Extract below:
On your third point, the Roth IRA will be gaining interest, but basically all I would be doing is saying I don’t want to take out the interest only the principle. Thus, funds in an education savings account and a Roth IRA would both earn the exact same amount of interest. For example, if I had $75,000 in contributions and $25,000 in gains when I pay for school I would just say I want this money to come out of the $75,000 portion of the $100,000.
Again, sorry for not making it clearer that the intention is to use my Roth IRA to save for them. Instead of making contributions to their ESA I would make the same amount of contributions to my Roth IRA.
@Cedric
I just replied to your last comment and then saw this one.
The biggest problem with the ESA or 529 is that they are not flexible if I don’t use the money for education. In my situation there is a good chance that my kids will not even go to school in the states (they are all Canadian and US citizens).
End of Extract.
■ Work instructions:
1. Please answer these questions about the Roth IRA comment, one line each:
(a) In the writer's example, how much of the $100,000 is contributions?
(b) Instead of contributing to the children's ESA, what would the writer do?
(c) Of which countries are the writer's kids citizens?
2. Copy out the Roth IRA comment from "On your third" to "of the $100,000.".
Data for analysis below:
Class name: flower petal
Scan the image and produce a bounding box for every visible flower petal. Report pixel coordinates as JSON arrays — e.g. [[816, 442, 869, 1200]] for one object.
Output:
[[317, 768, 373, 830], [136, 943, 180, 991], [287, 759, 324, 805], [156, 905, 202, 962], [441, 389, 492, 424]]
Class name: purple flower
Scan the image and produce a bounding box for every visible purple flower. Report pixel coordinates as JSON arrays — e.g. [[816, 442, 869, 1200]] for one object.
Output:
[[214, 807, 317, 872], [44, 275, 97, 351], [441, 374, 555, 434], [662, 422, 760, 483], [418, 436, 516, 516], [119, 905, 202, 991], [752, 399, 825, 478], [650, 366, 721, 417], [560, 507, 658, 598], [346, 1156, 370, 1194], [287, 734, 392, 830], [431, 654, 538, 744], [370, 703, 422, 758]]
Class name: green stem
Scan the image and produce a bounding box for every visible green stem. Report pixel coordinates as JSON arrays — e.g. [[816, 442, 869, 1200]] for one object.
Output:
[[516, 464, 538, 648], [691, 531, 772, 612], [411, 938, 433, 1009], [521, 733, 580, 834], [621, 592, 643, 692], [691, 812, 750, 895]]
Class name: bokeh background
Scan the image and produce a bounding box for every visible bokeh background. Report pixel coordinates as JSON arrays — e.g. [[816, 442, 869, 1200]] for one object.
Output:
End of Data for analysis.
■ Answer section:
1.
(a) $75,000
(b) Make the same amount of contributions to the writer's own Roth IRA.
(c) Canada and the US.

2.
On your third point, the Roth IRA will be gaining interest, but basically all I would be doing is saying I don’t want to take out the interest only the principle. Thus, funds in an education savings account and a Roth IRA would both earn the exact same amount of interest. For example, if I had $75,000 in contributions and $25,000 in gains when I pay for school I would just say I want this money to come out of the $75,000 portion of the $100,000.